(Data shown)
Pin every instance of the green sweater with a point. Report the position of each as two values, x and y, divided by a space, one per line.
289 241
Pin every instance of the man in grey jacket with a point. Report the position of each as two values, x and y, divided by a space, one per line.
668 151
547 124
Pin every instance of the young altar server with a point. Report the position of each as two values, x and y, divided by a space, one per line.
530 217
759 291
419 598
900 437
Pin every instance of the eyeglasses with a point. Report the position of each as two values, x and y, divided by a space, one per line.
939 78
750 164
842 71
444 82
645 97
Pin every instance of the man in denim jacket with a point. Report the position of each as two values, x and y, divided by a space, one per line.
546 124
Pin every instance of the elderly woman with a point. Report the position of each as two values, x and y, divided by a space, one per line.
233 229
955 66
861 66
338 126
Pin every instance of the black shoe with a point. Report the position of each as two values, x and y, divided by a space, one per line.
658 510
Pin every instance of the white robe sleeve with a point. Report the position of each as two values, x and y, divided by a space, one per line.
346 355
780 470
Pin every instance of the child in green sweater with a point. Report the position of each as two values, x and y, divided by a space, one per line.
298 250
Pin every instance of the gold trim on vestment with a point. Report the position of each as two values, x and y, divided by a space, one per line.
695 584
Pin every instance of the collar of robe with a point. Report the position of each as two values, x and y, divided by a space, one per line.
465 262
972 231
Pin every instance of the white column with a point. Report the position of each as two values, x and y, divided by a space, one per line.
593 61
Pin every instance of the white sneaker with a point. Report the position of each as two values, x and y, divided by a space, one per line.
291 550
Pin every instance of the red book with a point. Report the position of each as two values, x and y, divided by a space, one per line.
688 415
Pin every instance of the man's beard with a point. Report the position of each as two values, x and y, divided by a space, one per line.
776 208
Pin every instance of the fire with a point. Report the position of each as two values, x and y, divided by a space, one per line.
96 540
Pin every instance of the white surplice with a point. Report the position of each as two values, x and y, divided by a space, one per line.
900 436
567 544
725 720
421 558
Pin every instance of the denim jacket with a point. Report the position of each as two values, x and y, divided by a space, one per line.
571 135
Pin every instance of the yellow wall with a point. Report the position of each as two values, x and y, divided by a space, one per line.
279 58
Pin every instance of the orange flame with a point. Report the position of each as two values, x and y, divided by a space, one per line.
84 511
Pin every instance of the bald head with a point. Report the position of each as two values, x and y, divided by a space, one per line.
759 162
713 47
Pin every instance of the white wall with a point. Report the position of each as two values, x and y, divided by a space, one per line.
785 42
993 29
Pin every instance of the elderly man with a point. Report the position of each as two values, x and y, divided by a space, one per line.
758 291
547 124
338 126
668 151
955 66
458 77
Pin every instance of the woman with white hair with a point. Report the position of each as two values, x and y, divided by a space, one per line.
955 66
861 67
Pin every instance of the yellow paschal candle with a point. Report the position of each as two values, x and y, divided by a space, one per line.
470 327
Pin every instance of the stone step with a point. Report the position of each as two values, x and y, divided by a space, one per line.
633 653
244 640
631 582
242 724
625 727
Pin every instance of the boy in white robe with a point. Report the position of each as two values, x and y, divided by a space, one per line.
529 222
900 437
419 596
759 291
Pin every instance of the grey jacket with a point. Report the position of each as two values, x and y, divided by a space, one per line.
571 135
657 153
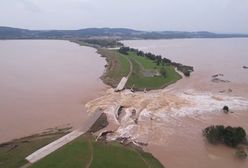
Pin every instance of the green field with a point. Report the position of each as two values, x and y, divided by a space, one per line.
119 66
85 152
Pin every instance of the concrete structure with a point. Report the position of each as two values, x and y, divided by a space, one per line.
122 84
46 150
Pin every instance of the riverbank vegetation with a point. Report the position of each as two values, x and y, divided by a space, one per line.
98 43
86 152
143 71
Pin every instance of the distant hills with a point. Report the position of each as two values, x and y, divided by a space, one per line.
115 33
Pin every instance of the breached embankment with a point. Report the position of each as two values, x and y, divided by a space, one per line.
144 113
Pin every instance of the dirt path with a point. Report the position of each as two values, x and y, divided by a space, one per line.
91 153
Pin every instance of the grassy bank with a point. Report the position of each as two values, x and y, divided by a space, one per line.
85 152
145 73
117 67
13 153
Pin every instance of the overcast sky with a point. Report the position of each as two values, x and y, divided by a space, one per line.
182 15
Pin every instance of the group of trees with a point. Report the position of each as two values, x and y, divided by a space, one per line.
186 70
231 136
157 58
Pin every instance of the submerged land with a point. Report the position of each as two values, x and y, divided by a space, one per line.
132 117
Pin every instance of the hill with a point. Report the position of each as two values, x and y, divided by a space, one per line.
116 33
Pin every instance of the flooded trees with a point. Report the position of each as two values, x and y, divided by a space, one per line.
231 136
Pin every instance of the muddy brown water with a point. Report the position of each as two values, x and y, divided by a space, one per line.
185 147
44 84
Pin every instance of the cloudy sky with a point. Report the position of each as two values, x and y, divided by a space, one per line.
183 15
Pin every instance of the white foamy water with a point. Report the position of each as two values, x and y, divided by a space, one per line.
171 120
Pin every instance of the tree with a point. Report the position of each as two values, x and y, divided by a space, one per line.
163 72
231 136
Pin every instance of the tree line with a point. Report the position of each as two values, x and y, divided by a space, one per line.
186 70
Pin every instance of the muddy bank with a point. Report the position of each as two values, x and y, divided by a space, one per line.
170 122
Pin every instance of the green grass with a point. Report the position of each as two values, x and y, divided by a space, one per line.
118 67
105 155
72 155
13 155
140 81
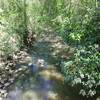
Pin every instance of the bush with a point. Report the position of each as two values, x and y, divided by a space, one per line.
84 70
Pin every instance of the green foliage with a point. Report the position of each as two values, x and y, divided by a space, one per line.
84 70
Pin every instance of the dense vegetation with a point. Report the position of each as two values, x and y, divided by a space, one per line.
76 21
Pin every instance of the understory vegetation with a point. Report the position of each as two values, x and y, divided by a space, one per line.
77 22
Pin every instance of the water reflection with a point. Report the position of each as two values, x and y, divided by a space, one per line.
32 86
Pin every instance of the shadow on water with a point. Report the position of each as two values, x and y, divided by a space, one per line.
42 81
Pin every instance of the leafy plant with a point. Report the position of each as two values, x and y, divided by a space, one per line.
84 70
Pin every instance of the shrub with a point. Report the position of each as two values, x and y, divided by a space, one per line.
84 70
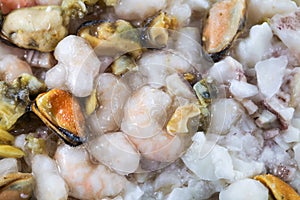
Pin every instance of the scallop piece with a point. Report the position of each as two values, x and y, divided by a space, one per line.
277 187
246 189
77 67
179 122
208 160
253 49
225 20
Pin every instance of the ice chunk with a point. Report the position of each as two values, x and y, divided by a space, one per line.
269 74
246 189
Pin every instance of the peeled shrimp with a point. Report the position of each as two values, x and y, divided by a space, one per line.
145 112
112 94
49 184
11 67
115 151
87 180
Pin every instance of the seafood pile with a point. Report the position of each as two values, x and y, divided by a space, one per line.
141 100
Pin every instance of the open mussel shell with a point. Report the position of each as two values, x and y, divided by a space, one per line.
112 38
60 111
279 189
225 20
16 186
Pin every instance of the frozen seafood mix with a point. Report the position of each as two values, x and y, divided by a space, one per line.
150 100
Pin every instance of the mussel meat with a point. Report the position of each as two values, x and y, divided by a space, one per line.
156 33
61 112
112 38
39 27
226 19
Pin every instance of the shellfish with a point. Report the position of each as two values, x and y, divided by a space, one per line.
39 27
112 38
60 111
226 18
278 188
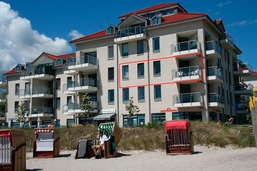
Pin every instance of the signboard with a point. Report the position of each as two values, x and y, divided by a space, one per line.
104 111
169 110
(End Data shown)
(Data shown)
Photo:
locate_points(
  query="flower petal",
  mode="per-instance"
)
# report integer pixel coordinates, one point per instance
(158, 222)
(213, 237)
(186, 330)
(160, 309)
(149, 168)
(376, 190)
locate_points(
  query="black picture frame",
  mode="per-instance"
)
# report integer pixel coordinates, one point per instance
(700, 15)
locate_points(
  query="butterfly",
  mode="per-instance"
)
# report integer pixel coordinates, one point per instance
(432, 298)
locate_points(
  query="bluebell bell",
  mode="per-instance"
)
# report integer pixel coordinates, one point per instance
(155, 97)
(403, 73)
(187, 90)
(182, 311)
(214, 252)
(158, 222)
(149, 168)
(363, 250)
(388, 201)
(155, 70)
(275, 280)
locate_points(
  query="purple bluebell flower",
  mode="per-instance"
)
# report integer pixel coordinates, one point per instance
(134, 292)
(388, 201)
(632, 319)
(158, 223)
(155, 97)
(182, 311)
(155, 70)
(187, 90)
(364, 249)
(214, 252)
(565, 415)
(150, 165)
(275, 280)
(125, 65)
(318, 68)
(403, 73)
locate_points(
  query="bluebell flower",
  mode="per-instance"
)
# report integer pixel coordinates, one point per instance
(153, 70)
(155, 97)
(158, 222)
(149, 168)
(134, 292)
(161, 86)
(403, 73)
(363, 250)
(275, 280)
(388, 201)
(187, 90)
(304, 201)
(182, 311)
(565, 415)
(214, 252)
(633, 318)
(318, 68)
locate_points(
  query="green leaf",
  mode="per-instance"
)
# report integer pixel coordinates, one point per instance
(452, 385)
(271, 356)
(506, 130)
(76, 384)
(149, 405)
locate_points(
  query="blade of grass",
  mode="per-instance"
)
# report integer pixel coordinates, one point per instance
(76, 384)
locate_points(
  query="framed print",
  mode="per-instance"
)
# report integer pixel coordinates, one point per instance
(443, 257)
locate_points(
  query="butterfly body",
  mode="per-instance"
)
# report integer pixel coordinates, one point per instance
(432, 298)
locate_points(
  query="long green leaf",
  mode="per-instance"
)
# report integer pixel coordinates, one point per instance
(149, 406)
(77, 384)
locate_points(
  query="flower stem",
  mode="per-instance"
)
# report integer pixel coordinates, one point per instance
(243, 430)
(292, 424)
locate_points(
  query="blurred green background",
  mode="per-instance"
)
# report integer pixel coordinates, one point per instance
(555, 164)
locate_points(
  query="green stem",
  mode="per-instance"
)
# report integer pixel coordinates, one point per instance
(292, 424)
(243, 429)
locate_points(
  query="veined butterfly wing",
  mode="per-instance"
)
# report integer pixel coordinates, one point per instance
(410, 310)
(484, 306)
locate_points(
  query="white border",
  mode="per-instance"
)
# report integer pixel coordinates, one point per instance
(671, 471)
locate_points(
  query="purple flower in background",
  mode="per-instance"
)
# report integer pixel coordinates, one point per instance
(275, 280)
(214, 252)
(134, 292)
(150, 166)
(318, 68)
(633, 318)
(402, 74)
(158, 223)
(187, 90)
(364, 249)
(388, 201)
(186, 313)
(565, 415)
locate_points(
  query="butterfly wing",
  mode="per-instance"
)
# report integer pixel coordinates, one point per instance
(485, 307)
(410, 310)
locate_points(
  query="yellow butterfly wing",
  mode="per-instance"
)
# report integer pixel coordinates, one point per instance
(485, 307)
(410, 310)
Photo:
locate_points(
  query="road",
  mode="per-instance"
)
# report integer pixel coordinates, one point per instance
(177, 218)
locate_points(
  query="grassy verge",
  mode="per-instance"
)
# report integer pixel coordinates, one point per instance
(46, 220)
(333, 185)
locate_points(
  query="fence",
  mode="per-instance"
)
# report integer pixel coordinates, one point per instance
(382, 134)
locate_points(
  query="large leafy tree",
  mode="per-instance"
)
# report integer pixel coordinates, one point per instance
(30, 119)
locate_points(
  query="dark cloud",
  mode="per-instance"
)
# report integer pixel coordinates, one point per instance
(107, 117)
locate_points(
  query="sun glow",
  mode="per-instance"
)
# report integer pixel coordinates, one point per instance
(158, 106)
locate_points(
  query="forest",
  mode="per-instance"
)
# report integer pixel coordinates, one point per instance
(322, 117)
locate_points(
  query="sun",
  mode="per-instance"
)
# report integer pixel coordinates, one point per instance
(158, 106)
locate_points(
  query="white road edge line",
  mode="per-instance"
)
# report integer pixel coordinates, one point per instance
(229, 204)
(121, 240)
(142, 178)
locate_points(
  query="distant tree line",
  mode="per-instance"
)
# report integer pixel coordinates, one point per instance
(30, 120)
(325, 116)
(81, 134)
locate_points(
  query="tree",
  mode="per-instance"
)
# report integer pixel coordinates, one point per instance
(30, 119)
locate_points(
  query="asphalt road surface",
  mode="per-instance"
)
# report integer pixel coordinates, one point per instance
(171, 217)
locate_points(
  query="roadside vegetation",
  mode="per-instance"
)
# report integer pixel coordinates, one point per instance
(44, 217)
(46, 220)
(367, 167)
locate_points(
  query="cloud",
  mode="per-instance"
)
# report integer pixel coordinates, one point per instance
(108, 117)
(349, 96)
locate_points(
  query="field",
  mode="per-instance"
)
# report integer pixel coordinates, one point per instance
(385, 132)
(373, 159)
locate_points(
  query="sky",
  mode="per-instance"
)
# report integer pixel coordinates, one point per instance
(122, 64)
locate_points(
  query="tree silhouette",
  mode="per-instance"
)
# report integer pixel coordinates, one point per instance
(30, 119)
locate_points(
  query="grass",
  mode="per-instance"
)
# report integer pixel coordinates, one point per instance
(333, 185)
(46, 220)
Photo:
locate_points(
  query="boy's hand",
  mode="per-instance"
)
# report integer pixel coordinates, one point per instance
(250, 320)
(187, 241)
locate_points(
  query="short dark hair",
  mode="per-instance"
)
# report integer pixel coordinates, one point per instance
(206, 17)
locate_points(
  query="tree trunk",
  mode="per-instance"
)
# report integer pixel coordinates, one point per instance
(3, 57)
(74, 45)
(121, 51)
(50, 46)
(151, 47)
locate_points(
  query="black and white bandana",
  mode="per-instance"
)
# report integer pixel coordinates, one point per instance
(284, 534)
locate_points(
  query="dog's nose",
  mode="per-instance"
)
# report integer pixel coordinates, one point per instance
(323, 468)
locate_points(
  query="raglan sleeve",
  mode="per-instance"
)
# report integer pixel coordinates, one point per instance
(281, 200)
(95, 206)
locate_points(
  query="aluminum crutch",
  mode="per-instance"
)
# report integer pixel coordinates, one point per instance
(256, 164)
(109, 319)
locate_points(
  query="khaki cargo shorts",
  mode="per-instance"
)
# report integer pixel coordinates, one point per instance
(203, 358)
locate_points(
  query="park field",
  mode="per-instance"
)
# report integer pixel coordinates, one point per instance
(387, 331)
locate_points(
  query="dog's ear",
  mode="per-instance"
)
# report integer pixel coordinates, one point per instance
(End Data shown)
● Task goal
Which of the lines above hold the string "purple"? Copy each one.

● The answer
  query="purple bluebell flower",
  query="purple flower in background",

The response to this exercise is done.